**Material for this task**
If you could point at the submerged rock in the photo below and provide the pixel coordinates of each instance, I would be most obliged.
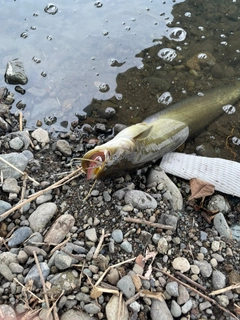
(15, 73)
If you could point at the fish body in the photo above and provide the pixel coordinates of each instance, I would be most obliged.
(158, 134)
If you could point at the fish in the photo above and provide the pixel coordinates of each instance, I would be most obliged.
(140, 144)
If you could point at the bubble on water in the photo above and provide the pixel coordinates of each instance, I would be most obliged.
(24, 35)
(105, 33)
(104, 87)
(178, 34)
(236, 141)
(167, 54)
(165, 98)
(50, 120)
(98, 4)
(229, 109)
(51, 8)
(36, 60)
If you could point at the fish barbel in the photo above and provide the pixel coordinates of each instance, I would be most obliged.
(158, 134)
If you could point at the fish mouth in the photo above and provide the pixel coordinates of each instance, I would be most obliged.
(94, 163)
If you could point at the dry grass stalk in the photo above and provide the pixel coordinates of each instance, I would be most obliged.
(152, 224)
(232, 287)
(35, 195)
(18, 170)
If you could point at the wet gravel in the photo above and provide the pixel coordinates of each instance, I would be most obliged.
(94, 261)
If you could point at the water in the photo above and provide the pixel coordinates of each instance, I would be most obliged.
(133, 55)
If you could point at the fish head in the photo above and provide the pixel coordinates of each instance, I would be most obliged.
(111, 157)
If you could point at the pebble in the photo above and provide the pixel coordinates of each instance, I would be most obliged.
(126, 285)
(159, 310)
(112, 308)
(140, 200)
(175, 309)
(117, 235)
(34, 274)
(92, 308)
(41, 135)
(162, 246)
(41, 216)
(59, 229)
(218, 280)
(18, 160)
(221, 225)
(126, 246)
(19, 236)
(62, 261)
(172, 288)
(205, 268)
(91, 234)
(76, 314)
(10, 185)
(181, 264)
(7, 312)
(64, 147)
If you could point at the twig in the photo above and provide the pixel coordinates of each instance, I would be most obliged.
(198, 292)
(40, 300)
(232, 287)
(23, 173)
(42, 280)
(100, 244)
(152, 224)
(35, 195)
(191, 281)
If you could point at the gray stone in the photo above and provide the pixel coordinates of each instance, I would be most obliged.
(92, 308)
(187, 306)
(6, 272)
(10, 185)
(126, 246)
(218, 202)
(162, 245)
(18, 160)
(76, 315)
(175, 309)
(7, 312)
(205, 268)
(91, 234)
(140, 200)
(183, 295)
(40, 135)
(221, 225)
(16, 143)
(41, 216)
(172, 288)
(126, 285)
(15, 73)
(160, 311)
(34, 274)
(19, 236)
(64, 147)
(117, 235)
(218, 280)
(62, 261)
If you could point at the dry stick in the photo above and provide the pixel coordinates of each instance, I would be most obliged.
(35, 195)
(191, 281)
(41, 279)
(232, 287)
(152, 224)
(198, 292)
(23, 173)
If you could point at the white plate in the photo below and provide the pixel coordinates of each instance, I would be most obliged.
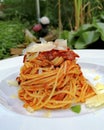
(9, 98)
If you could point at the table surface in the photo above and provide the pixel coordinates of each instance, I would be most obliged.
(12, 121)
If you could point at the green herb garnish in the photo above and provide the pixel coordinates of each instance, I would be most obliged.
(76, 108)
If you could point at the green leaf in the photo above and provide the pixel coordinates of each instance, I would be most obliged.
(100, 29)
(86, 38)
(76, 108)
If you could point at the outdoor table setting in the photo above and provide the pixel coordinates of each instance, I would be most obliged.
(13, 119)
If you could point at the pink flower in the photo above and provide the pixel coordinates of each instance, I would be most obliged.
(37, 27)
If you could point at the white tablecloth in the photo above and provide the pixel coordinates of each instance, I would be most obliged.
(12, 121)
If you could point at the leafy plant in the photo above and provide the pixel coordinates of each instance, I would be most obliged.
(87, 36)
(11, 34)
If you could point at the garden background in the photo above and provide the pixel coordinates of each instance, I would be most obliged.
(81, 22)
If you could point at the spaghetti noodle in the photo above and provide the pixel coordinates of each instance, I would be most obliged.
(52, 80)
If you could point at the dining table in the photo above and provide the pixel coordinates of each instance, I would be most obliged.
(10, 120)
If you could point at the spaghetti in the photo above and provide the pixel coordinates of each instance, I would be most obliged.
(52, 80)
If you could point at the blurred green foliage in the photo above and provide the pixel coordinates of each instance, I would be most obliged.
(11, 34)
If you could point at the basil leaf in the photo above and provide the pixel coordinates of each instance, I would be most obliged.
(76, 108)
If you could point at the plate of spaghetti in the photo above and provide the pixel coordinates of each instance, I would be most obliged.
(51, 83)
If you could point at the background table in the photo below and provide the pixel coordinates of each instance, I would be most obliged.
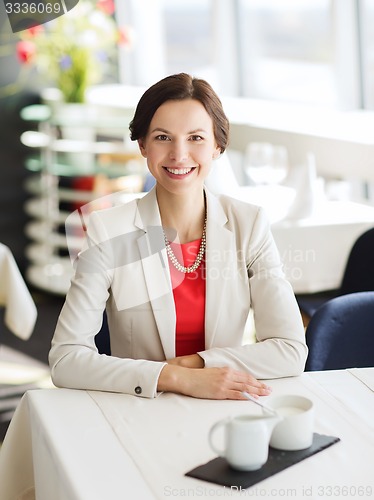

**Task instructions**
Leave the pictures out and reproduce each record exactly as written.

**Exercise answer**
If you could point at the submerged rock in the photo below and provide the pixel coordinates of each instance, I would be most obliged.
(15, 73)
If you could point at the fish body in the photo above and provide the pixel coordinates of each instance, I would be most obliged.
(158, 134)
If you could point at the fish in the photo above and provide the pixel coordinates of each instance, I would be most obliged.
(140, 144)
If you could point at the bubble on water in the photo above and provide the pixel coordinates of each instance, I would be most obliged.
(24, 35)
(105, 33)
(104, 87)
(178, 34)
(236, 141)
(167, 54)
(165, 98)
(50, 120)
(98, 4)
(229, 109)
(51, 8)
(36, 60)
If you could point at the fish barbel in the photo above and provide the pixel coordinates of each instance, I would be most obliged.
(158, 134)
If you could point at the fish mouth in the photo above and provide the pixel coordinates of each instance, I would be most obliged.
(94, 163)
If you could point at the dry grass stalk in the photo above and provide the pixel coordinates of each instance, I would be most obliged.
(152, 224)
(232, 287)
(35, 195)
(18, 170)
If you could point at the wet gravel in the photo above and provide the pixel coordinates of each instance, I would be most obliged.
(94, 261)
If you could point at the water in the photo above and provide the pixel coordinates of each instance, I would be most obliged.
(133, 55)
If you could point at the fish head in the photo above and provide the pixel coordinates of each instance, I would be most obliged.
(111, 157)
If you could point at the pebble in the photo above and provide the pixel coordinates of each instance, I would be most obliged.
(126, 285)
(159, 310)
(112, 308)
(140, 200)
(175, 309)
(117, 235)
(34, 274)
(92, 308)
(41, 135)
(162, 246)
(41, 216)
(59, 229)
(218, 280)
(18, 160)
(221, 225)
(126, 246)
(19, 236)
(62, 261)
(172, 288)
(205, 268)
(91, 234)
(76, 314)
(10, 185)
(181, 264)
(7, 312)
(64, 147)
If you could point at the twig in the photo above and provide the pixel coordinates of each instance, I would be most obliged.
(198, 292)
(40, 300)
(232, 287)
(23, 173)
(42, 280)
(100, 244)
(152, 224)
(35, 195)
(191, 281)
If you could point at the gray stone in the photo above and provide the pixel coordinates of each instance, I would be most obliged.
(92, 308)
(187, 306)
(6, 272)
(10, 185)
(126, 246)
(218, 202)
(162, 245)
(18, 160)
(76, 315)
(175, 309)
(7, 312)
(205, 268)
(91, 234)
(140, 200)
(183, 295)
(40, 135)
(221, 225)
(16, 143)
(41, 216)
(172, 288)
(126, 285)
(15, 73)
(160, 311)
(34, 274)
(19, 236)
(64, 147)
(117, 235)
(218, 280)
(62, 261)
If you could point at the dry stick in the photo above and provide the pixel coordinates of each instance, I would be most obliged.
(35, 195)
(191, 281)
(41, 279)
(232, 287)
(152, 224)
(198, 292)
(23, 173)
If you could point at the white plate in the photo below and provide the pixel coordinates of each instance, I would be most obliged.
(9, 98)
If you could point at the table surface in the photo above and provide the pixel coordinates of each instance, I would be most obliged.
(12, 121)
If you could point at the green herb garnish in the photo above and provide the pixel coordinates of each instance, I would be most obliged.
(76, 108)
If you could point at the green leaf in the photo above and provide the pixel coordinates of each instance, I would be most obliged.
(100, 29)
(86, 38)
(76, 108)
If you could point at the outdoor table setting in the photo above and provide the pixel coordinates of each instance, I would be most obliged.
(13, 119)
If you could point at the pink flower in the photo above and provide the pixel coordinates of each instance, I would be most obliged.
(37, 27)
If you could point at the white tablecloth in the photo above and provide the pixel coordinates of each instance, I would be most obliged.
(12, 121)
If you could point at the leafy plant in the photo above and provide the pixel coordinates of each instance, I would be most obliged.
(87, 36)
(11, 34)
If you could point at the garden background in the photo above and provide the pixel coordinates of each instance, I would be most obliged.
(81, 22)
If you could point at the spaghetti noodle in the photo above and provide the pixel coordinates of each instance, I would be most obliged.
(52, 80)
If you could point at the dining table in the photo above and provide the pixel coordinates of each instance, I would be most obliged.
(10, 120)
If you could point at the spaghetti in the photo above and provide the pixel coordinates of each instance, I would be most obliged.
(52, 80)
If you could point at the blurred green foliage in the photo above and provide the pixel coordinates of each instance, I would be most obliged.
(11, 34)
If you could point at the basil leaf in the photo above and provide the pixel coordinates of each instance, I would be most obliged.
(76, 108)
If you could point at the plate of spaghetti in the photo above and provide the pixel coordinates of each instance, I would be most obliged.
(51, 83)
If you could point at the background table in the photo below and provide the pixel coordinates of each instance, I would be most obliged.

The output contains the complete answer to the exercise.